Dataset START

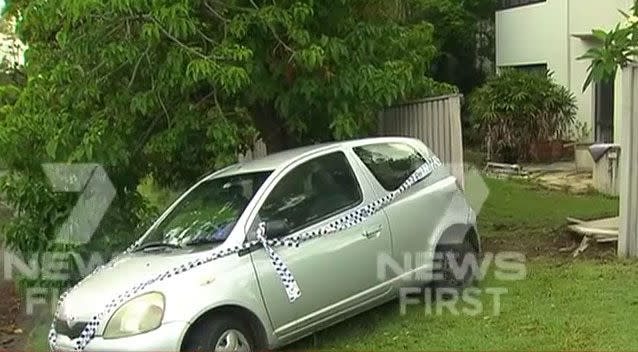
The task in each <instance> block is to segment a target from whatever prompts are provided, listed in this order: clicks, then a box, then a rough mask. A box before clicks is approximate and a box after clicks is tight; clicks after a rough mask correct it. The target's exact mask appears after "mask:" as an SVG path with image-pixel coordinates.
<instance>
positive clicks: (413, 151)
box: [354, 143, 425, 191]
mask: <svg viewBox="0 0 638 352" xmlns="http://www.w3.org/2000/svg"><path fill="white" fill-rule="evenodd" d="M354 152H355V153H356V154H357V156H358V157H359V159H361V161H362V162H363V163H364V164H365V165H366V167H367V168H368V170H370V172H371V173H372V175H374V177H375V178H376V179H377V181H379V183H380V184H381V186H383V188H385V189H386V190H387V191H394V190H396V189H397V188H399V186H401V184H403V182H405V180H407V179H408V177H410V175H412V174H413V173H414V171H416V170H417V169H418V168H419V167H421V166H422V165H423V164H424V163H425V159H423V156H422V155H421V154H419V152H417V151H416V150H415V149H414V148H412V147H411V146H409V145H406V144H403V143H380V144H371V145H365V146H361V147H356V148H354Z"/></svg>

Dataset END

Task -
Search the data above for the string "instance" and copy each line that has it.

Answer -
The task in each <instance> block is to segment a target from whatever prompts are provided, listed in this order: clicks, then a box, then a rough mask. A box before clicks is approximate and a box after clicks is tight; clicks after a rough mask correct it. The target's exact mask appears after "mask:" as an SVG path with image-pixel coordinates.
<instance>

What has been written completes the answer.